I think Smith is a bit too glib about siding with PPP against nominal measurements of GDP. But he’s correct that the trends, energy, and political momentum look very good for China right now. I also tend to agree with him that analysts who see America’s military advantage as ‘locked in’ are making some pretty big wagers. I get particularly frustrated with those who fall back on American innovation as a “magic bullet” that will maintain US primacy. Yes, China has an innovation problem, but a country with a billion people does not need to be as innovative as a country with 325 million to stay competitive. Plus, the Chinese are making large investments in higher eduction and human capital, while the US seems intent on eviscerating one of the few sectors where it remains a world leader.

There are a number of reasons for skepticism about linear projections when it comes to China. The country faces a potential time bomb when it comes to domestic lending and debt. As noted above, it does suffer from a major innovation gap; the list of challenges is long.

At the same time, people who focus on China’s challenges tend to make overly optimistic assumptions about the United States. There’s no question that our political economy is a mess, with one of our major parties intent on a ‘scorched earth’ approach to governance when it’s out of power, and apparently barely capable of governing when it’s in power. That might not be a terrible thing. After all, the GOP’s economic policies are largely the opposite of what the United States needs, such as, on the one hand, relentless, deficit busting, tax cuts and, on the other hand, minimizing investment in infrastructure, human capital, and research. Moreover, our financial sector is far too large as a percentage of our economy. Too much of Wall Street’s wealth comes from extracting rents. It uses its wealth to further skew economic policy.

Thus, while I’m less confident in his assessment than Smith is, we should take very seriously his conclusion:

China is now in a position similar to that of the US at about the turn of the 20th century – a formidable superpower that just hasn’t yet felt any reason to exercise its dominance. Once the US woke up to the need to throw its weight around, no one doubted its primacy.

I’d be more sanguine about all of this if it weren’t for developments in China, the United States, and Europe. As you probably know, the 19th National Congress of the Communist Party of China is underway. It comes at a time of increasing Chinese assertiveness in international affairs, and of the aggressive shrinking of civil society within China itself. China is becoming more authoritarian and more dictatorial. Meanwhile. the liberal democratic powers are in disarray. The United States and the United Kingdom, in particular, are not only suffering from inflicted wounds, but have, more or less, their least capable leadership since the 1930s.

Image point grounding data:
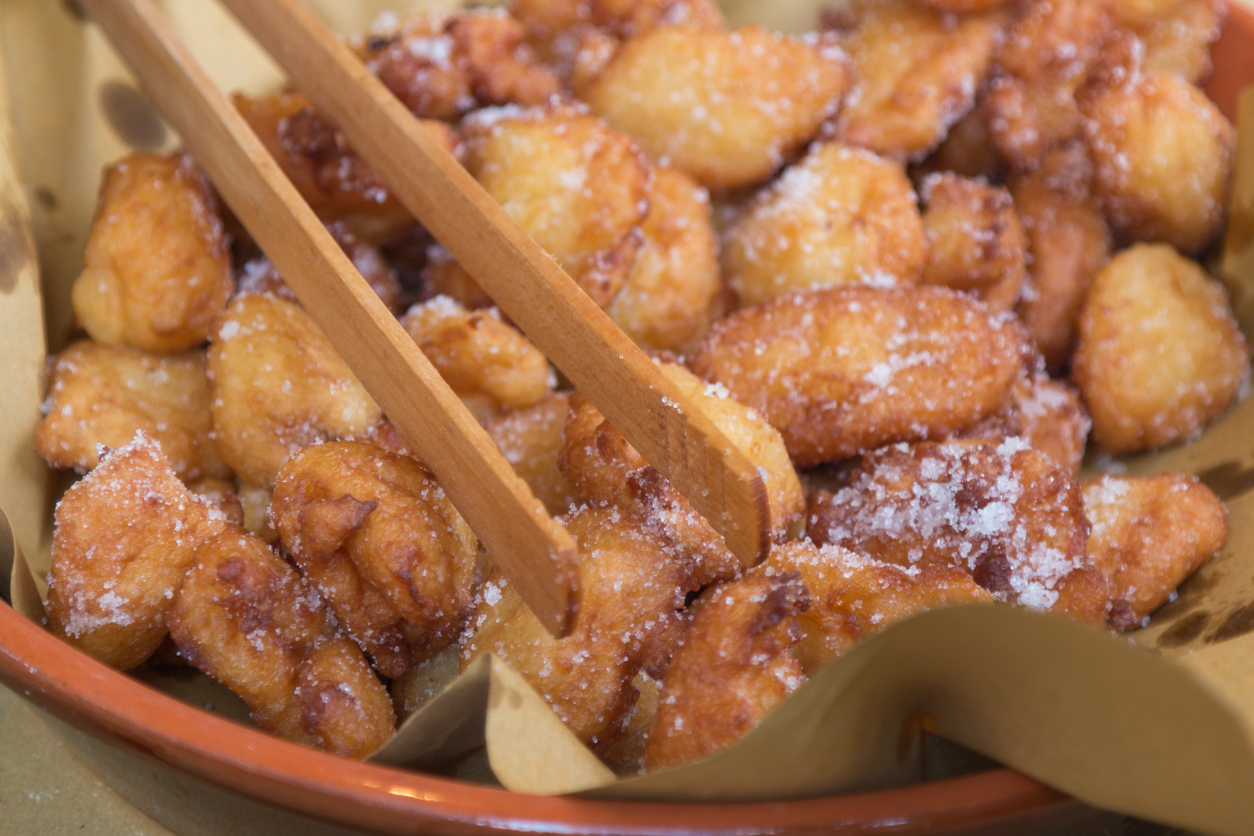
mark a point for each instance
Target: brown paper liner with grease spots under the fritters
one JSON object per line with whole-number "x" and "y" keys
{"x": 1166, "y": 735}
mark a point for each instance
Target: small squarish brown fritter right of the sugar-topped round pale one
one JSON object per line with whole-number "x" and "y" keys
{"x": 976, "y": 243}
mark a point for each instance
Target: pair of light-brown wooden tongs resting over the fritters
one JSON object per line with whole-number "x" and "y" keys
{"x": 535, "y": 552}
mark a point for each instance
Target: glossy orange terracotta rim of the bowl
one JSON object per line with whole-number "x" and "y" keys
{"x": 125, "y": 713}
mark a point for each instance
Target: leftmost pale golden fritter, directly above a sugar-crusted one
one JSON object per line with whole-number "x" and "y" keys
{"x": 103, "y": 395}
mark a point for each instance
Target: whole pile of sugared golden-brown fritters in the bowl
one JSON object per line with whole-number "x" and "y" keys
{"x": 906, "y": 264}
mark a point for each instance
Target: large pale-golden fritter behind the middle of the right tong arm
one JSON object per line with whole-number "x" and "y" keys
{"x": 576, "y": 186}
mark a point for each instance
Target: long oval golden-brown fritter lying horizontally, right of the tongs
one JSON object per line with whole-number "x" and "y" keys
{"x": 851, "y": 369}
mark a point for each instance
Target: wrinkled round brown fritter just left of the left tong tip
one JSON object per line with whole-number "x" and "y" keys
{"x": 377, "y": 536}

* [WORK REQUIRED]
Answer these questions from the excerpt on China and the United States:
(a) What population does the excerpt give for the United States?
(b) Which Communist Party of China gathering does the excerpt say is underway?
(c) To the United States at about what point in time is China's present position compared?

* [WRITTEN REPLY]
(a) 325 million
(b) The 19th National Congress of the Communist Party of China
(c) About the turn of the 20th century